• Instructions for the task: Scan the listing beneath this sentence. Report each line with the word "expected".

_ _ _

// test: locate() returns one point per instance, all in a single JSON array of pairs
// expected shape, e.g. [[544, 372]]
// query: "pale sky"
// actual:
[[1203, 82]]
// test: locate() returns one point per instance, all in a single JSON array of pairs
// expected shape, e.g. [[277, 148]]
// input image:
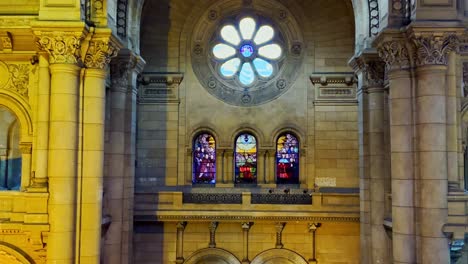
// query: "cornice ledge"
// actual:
[[256, 218]]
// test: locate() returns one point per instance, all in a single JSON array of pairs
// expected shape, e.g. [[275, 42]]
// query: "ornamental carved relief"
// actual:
[[19, 74], [63, 47], [433, 49], [100, 53], [15, 77], [395, 54]]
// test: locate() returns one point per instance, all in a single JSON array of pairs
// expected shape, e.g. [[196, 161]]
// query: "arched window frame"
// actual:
[[203, 168], [287, 159], [251, 157]]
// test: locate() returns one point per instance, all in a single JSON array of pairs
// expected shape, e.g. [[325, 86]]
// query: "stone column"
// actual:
[[364, 182], [395, 53], [245, 253], [180, 242], [26, 149], [39, 183], [63, 48], [431, 134], [96, 60], [279, 233], [213, 226], [370, 71], [120, 155], [452, 124]]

_ _ _

• Exercise response:
// expected shape, e.g. [[544, 372]]
// expected shape, e.g. [[277, 148]]
// expected shape, e.g. [[275, 42]]
// expected shape, e.g. [[196, 161]]
// expected shape, e.g. [[325, 86]]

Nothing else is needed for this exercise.